> _GIVEN INFORMATION_

== == ==

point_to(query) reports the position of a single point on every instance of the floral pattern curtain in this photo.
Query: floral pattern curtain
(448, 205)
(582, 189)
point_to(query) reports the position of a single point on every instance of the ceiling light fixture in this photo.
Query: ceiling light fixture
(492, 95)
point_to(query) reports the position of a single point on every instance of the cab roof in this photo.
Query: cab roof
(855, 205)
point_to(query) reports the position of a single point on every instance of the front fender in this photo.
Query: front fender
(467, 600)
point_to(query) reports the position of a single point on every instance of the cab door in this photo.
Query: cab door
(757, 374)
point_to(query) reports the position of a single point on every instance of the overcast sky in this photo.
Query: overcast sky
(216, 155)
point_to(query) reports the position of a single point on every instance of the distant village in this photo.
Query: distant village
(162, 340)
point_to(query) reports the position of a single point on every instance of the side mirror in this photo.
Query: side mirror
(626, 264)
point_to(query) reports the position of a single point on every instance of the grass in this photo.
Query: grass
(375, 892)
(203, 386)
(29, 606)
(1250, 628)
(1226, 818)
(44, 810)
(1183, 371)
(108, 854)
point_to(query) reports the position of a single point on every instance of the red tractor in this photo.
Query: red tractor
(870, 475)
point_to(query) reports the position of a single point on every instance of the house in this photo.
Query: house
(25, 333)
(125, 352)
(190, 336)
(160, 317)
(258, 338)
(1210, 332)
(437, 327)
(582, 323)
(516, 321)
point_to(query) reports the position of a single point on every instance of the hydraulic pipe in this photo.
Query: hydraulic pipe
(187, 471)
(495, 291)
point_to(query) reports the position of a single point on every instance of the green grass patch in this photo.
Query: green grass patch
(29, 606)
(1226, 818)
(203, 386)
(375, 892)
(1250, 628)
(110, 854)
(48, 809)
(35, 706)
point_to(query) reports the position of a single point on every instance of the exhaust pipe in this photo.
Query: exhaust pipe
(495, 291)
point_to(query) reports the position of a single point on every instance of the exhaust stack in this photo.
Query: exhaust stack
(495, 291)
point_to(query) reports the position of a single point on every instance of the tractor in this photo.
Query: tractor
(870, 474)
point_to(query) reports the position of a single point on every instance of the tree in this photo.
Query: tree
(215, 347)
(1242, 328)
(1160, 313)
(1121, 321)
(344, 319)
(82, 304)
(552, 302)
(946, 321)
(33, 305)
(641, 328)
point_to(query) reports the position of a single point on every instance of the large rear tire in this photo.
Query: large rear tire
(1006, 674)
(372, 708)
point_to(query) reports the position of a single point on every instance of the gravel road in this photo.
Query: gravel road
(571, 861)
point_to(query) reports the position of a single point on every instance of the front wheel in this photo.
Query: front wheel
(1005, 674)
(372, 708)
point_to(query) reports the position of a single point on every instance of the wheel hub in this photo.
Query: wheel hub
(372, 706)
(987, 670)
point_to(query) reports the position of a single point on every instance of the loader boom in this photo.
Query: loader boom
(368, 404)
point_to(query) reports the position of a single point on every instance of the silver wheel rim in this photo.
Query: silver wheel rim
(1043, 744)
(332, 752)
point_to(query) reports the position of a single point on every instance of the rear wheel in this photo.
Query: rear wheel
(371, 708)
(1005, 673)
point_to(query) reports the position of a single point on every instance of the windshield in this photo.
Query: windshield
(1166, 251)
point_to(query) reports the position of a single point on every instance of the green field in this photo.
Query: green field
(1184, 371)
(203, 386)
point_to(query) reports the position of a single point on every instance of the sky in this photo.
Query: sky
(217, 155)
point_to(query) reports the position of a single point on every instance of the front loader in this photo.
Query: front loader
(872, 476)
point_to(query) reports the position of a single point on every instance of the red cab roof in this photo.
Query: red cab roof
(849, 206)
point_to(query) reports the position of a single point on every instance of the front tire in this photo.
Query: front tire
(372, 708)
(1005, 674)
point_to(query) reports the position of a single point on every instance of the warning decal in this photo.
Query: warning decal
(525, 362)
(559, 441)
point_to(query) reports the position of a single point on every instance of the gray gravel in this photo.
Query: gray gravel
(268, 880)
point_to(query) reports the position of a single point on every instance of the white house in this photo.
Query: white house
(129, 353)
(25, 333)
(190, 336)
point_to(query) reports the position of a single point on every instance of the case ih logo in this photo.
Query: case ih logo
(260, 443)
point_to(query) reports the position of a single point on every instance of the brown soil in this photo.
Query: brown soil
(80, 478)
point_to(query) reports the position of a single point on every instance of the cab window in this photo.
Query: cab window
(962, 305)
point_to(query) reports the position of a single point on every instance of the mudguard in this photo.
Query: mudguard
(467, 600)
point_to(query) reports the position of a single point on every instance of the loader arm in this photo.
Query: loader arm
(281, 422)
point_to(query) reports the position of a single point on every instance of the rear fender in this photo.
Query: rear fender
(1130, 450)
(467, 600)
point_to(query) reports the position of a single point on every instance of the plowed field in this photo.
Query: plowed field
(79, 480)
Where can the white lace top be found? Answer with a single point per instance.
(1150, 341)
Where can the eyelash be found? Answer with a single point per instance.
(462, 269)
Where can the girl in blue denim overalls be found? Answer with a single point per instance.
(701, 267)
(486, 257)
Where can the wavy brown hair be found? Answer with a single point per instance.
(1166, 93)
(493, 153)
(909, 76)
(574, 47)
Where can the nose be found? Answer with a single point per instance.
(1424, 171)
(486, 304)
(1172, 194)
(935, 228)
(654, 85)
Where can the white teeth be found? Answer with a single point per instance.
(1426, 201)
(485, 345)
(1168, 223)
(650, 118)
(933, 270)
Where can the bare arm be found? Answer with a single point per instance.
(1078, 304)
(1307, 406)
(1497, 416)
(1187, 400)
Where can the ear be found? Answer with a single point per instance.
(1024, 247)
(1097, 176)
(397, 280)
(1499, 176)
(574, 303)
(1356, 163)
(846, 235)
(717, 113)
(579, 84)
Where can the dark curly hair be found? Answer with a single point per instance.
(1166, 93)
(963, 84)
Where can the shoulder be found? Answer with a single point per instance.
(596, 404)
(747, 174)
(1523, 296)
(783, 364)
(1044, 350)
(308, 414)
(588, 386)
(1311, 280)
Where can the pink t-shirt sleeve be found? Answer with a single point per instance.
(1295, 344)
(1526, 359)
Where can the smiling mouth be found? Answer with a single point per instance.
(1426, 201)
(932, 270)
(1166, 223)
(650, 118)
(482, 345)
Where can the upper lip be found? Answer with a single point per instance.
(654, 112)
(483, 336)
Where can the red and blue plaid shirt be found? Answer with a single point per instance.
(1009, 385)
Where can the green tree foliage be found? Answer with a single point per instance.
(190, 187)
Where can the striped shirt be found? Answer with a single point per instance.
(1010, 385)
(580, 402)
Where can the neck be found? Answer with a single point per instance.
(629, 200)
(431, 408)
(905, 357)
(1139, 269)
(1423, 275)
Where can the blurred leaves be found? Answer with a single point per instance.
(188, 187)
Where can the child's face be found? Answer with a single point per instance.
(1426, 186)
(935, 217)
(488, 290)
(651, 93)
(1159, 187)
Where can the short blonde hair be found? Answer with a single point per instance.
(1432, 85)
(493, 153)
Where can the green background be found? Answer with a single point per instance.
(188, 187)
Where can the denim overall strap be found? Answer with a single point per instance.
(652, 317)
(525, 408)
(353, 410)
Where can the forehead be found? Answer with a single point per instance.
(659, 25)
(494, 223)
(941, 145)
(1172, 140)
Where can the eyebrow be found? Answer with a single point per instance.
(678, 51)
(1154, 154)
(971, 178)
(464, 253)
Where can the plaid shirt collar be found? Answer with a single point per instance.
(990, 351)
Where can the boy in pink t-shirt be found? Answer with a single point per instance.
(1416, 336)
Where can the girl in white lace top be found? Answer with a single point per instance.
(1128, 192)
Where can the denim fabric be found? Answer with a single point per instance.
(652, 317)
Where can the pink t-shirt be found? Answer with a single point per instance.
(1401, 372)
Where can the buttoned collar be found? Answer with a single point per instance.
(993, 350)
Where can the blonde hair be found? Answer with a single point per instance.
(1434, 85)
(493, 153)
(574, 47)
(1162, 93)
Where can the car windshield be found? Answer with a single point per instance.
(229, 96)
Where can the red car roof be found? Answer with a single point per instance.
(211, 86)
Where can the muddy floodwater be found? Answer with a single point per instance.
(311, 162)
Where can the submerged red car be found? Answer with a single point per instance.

== == ==

In the listing above, find the line holding "Query: warning decal" and the line holding "arm in this photo.", then output those two lines and every line between them exactly.

> _ANSWER SECTION_
Query: warning decal
(525, 362)
(559, 441)
point_to(query) reports the position of a single point on every instance of the gray gravel in this photo.
Query: gray gravel
(268, 880)
point_to(query) reports the position of a single point on every instance of the white house in this photo.
Query: white house
(129, 353)
(25, 333)
(190, 336)
point_to(query) reports the position of a single point on every instance of the case ih logo in this photo.
Query: case ih logo
(260, 443)
point_to(query) reports the position of a single point on every instance of the brown soil in this photo.
Query: brown soil
(80, 478)
point_to(query) reports the position of a single point on every instance of the cab window in this photo.
Query: cab window
(962, 305)
point_to(query) reports the position of a single point on every instance of the mudguard in this photo.
Query: mudguard
(467, 600)
point_to(query) reports the position of a single point on every instance of the loader arm in this photo.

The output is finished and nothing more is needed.